- _ITEMS_

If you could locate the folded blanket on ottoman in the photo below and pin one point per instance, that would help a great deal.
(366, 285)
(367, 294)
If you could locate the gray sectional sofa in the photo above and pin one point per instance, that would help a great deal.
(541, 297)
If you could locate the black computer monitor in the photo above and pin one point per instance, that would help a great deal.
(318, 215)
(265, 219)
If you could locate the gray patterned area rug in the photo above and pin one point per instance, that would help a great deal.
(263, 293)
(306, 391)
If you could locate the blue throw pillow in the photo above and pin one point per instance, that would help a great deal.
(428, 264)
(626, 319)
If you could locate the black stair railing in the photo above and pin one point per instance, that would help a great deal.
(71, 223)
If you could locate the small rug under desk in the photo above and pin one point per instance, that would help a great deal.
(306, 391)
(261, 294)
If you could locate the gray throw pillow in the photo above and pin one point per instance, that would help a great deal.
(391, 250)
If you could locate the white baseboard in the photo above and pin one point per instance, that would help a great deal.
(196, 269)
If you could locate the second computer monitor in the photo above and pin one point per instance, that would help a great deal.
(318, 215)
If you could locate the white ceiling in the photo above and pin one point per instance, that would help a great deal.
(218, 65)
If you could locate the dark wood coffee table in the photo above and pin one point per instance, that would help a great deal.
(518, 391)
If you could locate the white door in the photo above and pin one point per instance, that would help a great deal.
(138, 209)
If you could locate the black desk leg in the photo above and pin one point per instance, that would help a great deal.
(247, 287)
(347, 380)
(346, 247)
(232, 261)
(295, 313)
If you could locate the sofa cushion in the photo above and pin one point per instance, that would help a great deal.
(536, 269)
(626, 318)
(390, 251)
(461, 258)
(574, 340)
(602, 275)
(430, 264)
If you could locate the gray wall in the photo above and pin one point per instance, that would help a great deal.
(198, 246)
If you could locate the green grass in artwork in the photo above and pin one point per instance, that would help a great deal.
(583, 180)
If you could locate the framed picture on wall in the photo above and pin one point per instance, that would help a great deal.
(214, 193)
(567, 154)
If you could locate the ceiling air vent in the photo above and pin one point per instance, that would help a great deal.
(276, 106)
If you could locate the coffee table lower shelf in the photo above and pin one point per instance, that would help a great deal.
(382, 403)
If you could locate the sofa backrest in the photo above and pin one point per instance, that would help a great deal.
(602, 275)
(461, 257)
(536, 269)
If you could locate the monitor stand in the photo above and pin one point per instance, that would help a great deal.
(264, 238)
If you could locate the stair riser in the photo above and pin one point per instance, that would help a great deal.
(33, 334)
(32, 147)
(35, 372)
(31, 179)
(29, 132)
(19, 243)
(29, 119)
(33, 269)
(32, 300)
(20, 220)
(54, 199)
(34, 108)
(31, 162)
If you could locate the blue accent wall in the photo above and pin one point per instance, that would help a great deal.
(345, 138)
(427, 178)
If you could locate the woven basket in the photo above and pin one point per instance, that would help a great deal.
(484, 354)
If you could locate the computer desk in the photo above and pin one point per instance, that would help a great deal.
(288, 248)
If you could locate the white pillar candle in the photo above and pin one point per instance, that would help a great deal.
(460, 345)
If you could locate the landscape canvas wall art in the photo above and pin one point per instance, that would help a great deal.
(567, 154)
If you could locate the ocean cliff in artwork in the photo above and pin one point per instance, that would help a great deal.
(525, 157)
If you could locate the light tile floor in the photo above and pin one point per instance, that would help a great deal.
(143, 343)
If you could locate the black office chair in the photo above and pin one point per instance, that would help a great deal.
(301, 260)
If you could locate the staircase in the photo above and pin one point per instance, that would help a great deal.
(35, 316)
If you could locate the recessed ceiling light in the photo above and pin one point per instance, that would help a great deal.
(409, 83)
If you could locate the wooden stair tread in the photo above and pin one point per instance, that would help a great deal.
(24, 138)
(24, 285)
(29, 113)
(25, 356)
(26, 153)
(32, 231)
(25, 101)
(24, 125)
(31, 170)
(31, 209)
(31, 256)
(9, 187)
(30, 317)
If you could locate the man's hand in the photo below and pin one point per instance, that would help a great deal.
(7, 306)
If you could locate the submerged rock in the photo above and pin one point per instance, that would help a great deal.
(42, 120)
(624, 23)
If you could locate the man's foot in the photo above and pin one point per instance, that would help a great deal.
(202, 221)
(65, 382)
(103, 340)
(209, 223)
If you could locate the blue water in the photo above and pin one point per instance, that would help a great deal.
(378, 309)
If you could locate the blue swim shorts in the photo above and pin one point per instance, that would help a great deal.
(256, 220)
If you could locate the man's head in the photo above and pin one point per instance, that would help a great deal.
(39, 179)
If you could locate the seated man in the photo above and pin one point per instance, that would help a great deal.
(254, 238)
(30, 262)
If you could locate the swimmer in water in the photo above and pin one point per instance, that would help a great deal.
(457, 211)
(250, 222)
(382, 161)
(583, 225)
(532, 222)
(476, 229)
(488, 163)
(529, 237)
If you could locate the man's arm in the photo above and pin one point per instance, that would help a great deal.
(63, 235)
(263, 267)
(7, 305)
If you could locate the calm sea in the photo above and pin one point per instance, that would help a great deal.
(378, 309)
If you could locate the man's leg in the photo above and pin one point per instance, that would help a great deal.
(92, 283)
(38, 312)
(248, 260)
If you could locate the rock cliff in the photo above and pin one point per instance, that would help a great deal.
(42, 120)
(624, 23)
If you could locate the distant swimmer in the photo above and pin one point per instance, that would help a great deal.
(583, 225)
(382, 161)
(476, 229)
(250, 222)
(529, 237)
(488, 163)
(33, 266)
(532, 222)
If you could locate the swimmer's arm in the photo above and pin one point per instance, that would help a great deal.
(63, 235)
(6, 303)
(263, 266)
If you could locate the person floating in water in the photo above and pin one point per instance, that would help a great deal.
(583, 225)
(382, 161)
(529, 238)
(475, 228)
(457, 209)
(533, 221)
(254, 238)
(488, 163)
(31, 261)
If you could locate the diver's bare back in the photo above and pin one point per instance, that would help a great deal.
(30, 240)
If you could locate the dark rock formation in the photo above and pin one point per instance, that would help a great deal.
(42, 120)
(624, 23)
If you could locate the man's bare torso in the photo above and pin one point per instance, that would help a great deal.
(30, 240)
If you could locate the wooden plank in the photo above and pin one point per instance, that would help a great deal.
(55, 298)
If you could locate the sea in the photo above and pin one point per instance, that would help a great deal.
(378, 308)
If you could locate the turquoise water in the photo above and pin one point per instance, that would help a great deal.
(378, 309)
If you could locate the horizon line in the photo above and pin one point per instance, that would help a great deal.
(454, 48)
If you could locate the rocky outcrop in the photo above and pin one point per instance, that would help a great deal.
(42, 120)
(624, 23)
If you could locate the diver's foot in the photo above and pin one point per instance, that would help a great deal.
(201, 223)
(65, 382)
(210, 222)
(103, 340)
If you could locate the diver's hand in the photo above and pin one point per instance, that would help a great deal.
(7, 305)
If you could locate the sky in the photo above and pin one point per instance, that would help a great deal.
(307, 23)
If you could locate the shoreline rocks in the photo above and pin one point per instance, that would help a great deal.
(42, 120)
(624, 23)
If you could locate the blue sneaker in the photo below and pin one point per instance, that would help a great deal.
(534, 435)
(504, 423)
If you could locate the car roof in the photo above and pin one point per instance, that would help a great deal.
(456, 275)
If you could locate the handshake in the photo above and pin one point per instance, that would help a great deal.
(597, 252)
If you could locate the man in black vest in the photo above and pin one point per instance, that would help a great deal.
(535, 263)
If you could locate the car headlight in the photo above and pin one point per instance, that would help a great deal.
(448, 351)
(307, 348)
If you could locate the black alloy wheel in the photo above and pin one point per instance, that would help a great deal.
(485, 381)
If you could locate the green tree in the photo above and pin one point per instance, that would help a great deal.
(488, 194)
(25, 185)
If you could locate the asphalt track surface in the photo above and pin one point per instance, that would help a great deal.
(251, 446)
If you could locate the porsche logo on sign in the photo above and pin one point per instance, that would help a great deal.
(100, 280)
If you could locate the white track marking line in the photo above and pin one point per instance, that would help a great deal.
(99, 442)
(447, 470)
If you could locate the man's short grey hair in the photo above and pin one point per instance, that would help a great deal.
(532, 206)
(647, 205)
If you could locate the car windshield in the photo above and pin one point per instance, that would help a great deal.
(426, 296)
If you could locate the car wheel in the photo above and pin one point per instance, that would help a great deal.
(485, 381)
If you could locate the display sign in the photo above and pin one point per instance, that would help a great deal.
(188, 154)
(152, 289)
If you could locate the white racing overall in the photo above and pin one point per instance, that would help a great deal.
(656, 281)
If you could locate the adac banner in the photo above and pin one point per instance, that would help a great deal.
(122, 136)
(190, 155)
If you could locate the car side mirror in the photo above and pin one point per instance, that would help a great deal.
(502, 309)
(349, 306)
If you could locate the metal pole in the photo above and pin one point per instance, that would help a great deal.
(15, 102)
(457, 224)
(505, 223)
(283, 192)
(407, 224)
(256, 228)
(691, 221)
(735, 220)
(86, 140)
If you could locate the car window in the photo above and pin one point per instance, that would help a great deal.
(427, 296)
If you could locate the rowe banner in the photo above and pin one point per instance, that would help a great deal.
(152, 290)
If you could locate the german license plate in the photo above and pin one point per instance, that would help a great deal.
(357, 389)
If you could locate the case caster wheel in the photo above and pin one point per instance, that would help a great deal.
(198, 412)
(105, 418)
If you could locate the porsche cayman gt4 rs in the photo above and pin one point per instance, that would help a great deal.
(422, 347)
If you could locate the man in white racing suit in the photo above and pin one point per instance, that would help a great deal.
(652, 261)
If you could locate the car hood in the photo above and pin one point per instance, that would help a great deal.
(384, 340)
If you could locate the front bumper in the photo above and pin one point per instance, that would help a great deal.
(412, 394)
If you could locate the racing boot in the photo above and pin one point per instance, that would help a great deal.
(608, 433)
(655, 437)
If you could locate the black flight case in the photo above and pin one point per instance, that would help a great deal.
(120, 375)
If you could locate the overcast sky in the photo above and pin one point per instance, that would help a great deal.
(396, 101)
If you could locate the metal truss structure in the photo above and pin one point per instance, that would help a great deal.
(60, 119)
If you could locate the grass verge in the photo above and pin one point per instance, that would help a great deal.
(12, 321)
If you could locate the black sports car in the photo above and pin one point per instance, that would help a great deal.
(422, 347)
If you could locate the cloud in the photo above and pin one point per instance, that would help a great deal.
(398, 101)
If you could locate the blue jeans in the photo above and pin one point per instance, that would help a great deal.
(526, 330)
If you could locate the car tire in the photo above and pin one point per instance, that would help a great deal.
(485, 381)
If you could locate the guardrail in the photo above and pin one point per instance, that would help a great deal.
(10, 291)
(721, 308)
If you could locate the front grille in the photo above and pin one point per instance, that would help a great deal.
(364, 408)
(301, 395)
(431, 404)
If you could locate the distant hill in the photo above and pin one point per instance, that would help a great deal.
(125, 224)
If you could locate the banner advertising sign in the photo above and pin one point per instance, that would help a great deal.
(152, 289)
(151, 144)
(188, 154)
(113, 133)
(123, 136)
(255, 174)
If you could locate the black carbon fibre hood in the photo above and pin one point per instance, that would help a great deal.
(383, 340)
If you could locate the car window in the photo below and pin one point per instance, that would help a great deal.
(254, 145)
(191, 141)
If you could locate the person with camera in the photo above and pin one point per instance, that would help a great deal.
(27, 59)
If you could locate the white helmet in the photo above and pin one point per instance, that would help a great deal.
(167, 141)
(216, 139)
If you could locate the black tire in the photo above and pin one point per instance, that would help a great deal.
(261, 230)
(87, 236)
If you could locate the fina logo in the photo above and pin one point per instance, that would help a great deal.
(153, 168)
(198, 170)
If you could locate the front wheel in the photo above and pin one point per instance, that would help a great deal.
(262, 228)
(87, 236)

- _GOAL OF THE EXERCISE_
Repeat, without changes, every line from the one that contains "If you could locate the blue jeans" through the final line of the data.

- _RESULT BELOW_
If you could locate the blue jeans in the photo above and pin one point per instance, that would help a great deal.
(526, 330)
If you could locate the car tire in the photo above and pin one point per instance, that would help a great deal.
(485, 381)
If you could locate the guardrail in the photo above and pin one point per instance, that would help a great deal.
(10, 291)
(721, 308)
If you could locate the front grille in the photo above and pin one point per instance, that would help a great deal.
(364, 408)
(301, 395)
(431, 404)
If you could locate the distant hill in the photo above and pin one point per instance, that would help a great deal.
(125, 224)
If you could locate the banner advertising sign in the photo above and pin one point per instance, that would help a great deal.
(152, 289)
(151, 144)
(188, 154)
(113, 133)
(123, 136)
(255, 174)
If you could locate the black carbon fibre hood in the photo above and pin one point per instance, that would help a great deal.
(383, 340)
If you could locate the car window in the photo below and pin one point per instance, that would help a great deal.
(254, 145)
(191, 141)
If you could locate the person with camera in the photo above and pin one point per instance, that would help a great deal.
(27, 59)
If you could locate the white helmet in the photo above and pin one point per instance, that would help a great deal.
(167, 141)
(216, 139)
If you could locate the black tire in the photo above and pin one point per instance, that would help a great deal.
(261, 230)
(87, 236)
If you could locate the fina logo in the photo above and pin one point per instance, that would help a great deal.
(153, 168)
(198, 170)
If you could locate the front wheel in the photo above and pin one point per instance, that would help a great deal.
(262, 228)
(87, 236)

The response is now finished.